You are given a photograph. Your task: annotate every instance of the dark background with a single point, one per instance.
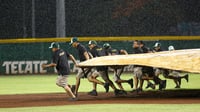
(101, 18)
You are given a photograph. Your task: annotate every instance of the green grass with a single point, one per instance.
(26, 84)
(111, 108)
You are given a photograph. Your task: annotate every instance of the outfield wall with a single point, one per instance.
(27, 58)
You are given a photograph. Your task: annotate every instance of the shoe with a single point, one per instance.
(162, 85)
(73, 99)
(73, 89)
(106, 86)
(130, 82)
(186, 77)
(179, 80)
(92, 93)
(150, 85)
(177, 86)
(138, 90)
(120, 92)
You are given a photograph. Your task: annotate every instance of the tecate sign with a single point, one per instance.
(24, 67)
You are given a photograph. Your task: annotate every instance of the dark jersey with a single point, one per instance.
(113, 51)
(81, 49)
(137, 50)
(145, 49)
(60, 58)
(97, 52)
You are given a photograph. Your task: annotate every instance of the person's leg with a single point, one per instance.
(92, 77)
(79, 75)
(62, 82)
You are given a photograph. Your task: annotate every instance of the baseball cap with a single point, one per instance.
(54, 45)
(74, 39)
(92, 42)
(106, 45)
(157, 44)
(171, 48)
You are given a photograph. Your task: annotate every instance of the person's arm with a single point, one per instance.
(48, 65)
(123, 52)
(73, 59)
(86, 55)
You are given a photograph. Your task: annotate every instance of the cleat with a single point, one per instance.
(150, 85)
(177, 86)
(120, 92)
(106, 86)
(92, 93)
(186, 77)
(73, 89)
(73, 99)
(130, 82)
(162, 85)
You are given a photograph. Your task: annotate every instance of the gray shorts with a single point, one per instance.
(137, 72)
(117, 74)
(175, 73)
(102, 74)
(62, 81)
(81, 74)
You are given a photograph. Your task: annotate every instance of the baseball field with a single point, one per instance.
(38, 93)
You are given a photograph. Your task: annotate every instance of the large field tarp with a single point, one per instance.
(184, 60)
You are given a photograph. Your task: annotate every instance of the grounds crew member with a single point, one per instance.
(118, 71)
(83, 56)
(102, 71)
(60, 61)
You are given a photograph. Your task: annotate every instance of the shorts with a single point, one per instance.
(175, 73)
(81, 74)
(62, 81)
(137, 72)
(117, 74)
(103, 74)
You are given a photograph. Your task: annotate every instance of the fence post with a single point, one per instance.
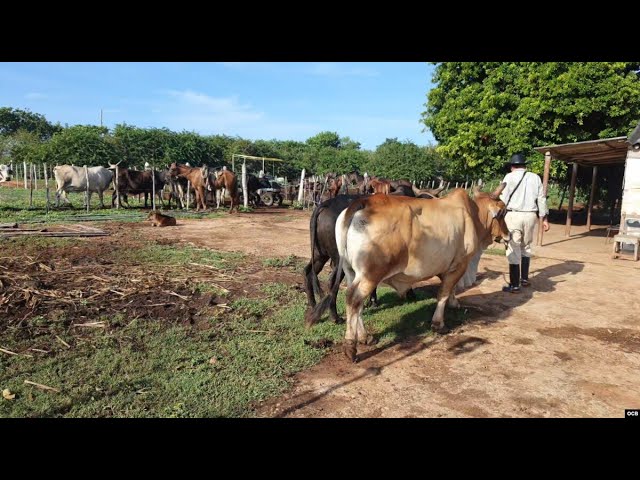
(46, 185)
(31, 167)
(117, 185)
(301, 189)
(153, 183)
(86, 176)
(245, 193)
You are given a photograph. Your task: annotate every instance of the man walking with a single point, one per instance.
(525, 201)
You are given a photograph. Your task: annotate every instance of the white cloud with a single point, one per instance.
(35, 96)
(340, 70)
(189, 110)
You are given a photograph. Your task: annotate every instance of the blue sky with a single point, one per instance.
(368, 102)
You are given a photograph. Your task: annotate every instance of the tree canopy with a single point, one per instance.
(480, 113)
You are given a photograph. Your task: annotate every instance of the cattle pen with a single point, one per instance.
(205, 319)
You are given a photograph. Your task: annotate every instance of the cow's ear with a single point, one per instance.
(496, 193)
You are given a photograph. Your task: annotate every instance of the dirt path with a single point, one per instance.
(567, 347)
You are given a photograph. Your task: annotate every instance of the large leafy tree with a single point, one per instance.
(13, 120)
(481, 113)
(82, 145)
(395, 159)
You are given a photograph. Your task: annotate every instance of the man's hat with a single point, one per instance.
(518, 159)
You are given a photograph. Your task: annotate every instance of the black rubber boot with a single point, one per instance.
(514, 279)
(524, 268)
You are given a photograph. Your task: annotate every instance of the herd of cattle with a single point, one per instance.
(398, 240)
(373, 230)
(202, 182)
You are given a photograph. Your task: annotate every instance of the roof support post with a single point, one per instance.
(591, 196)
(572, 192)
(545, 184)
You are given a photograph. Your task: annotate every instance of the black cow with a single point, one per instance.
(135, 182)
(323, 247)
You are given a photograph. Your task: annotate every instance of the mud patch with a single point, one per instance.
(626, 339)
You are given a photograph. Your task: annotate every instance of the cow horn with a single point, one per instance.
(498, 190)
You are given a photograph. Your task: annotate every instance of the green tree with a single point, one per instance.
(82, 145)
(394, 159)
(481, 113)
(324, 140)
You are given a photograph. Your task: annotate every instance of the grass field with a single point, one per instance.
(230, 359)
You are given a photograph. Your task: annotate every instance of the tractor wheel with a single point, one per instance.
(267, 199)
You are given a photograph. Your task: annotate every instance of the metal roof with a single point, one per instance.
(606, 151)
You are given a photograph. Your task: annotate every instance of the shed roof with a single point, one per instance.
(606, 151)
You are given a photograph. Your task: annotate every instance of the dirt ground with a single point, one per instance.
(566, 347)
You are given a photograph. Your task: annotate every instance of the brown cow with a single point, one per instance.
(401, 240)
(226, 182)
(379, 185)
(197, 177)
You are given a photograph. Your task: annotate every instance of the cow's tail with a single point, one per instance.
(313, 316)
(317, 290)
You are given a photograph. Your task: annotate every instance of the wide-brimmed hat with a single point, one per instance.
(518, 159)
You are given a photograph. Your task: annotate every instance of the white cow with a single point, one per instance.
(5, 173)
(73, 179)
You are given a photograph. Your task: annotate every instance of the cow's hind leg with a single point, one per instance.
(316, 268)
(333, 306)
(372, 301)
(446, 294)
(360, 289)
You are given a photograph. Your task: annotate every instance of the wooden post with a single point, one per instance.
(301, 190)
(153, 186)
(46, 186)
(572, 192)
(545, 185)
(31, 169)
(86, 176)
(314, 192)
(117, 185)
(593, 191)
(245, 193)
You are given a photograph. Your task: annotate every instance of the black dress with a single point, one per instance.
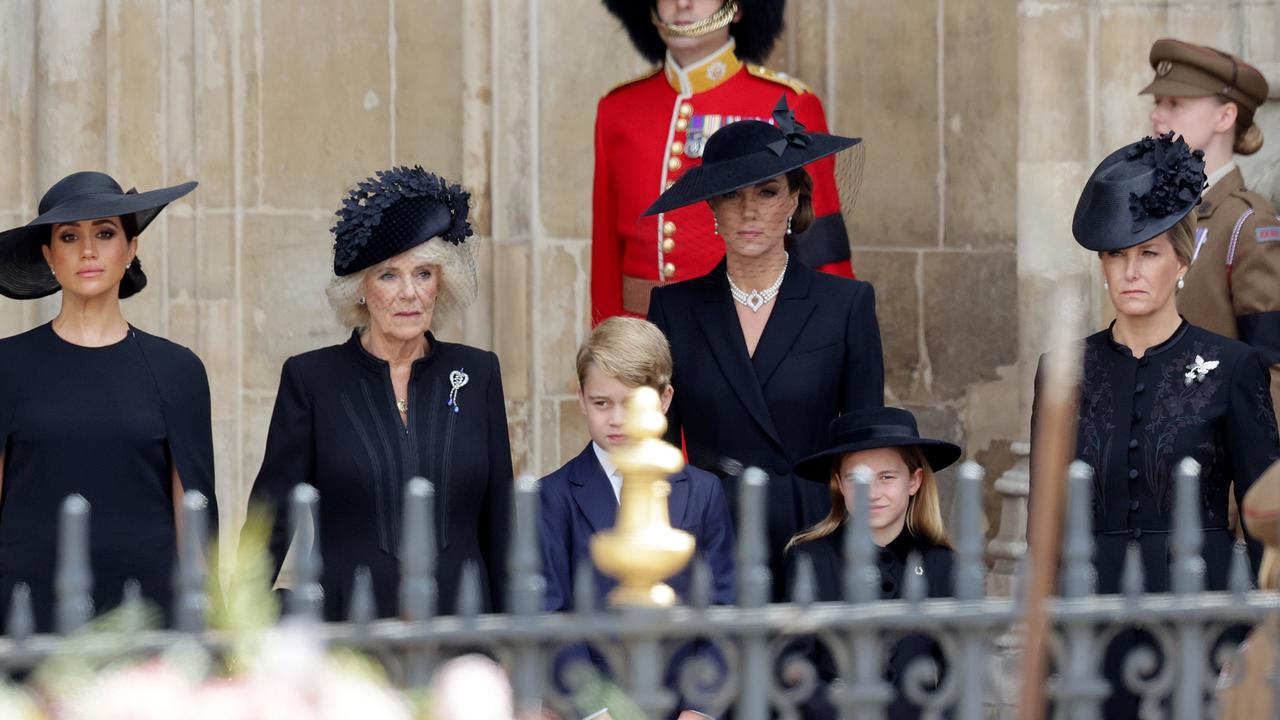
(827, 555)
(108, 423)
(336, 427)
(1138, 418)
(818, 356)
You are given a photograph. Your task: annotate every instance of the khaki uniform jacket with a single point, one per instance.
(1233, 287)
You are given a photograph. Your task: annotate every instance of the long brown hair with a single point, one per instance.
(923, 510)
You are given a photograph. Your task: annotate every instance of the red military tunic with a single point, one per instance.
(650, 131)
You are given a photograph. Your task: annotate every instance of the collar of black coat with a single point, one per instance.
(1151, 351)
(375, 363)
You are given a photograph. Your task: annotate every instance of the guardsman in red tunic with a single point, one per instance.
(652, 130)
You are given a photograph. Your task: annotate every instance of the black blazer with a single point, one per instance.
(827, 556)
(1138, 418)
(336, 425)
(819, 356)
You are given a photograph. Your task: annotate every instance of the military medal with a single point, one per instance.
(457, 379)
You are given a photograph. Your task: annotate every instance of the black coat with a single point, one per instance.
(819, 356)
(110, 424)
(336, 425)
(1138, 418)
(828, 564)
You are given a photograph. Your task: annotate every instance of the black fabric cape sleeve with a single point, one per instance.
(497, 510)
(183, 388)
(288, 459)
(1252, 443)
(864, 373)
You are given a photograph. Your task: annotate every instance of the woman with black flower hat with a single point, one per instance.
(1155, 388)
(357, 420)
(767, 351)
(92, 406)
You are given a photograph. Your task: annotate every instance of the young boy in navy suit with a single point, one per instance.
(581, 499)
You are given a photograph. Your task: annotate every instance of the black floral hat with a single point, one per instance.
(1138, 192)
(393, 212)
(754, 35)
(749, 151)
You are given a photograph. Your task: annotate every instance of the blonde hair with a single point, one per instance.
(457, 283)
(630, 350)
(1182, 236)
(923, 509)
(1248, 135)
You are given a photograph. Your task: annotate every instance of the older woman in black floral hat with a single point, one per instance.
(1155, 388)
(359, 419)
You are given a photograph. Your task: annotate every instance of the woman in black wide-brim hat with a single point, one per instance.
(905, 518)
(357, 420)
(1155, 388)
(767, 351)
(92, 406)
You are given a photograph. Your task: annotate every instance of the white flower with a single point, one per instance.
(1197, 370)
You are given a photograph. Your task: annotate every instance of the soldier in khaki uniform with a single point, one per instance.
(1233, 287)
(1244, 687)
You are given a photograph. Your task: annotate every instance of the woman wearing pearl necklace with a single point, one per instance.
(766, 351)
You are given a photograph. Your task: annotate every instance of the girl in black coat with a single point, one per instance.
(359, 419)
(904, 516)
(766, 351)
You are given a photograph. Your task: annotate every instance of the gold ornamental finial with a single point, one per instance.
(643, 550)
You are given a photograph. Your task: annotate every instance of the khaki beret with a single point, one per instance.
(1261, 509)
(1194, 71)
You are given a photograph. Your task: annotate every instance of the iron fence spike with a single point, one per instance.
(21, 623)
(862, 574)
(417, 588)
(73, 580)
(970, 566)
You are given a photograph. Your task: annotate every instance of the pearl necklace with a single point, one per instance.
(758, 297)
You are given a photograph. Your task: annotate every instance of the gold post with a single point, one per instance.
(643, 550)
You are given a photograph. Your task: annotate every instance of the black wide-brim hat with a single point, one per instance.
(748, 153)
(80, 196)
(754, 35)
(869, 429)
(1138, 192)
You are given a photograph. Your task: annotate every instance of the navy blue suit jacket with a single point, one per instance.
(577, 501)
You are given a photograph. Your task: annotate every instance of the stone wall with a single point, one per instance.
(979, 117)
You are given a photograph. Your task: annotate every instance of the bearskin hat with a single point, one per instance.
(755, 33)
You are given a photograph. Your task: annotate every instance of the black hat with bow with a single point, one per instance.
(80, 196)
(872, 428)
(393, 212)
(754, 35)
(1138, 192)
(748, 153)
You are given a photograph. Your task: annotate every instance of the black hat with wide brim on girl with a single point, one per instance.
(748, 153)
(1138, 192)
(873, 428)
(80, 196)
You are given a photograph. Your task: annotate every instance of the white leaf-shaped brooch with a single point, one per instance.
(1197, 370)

********

Nothing but the lines from the one that contains "of the bearskin" through the end of the data above should appear, each reproduced exactly.

You are given a photograph. Your task: annotate every instance of the bearskin hat with a single point, one per instance.
(755, 33)
You are given a photograph. Your task: annotate every instance of the black hat with bow with a single point, one per instance.
(80, 196)
(872, 428)
(393, 212)
(754, 35)
(1138, 192)
(748, 153)
You are given a photograph. Your task: annotate every instance of the black hat with wide brim on girl with a single point, one per instance.
(748, 153)
(1138, 192)
(873, 428)
(80, 196)
You are given a photograph. Your task: annotate every instance of the white leaf-shaped brooch with a single point, one per instance.
(1197, 370)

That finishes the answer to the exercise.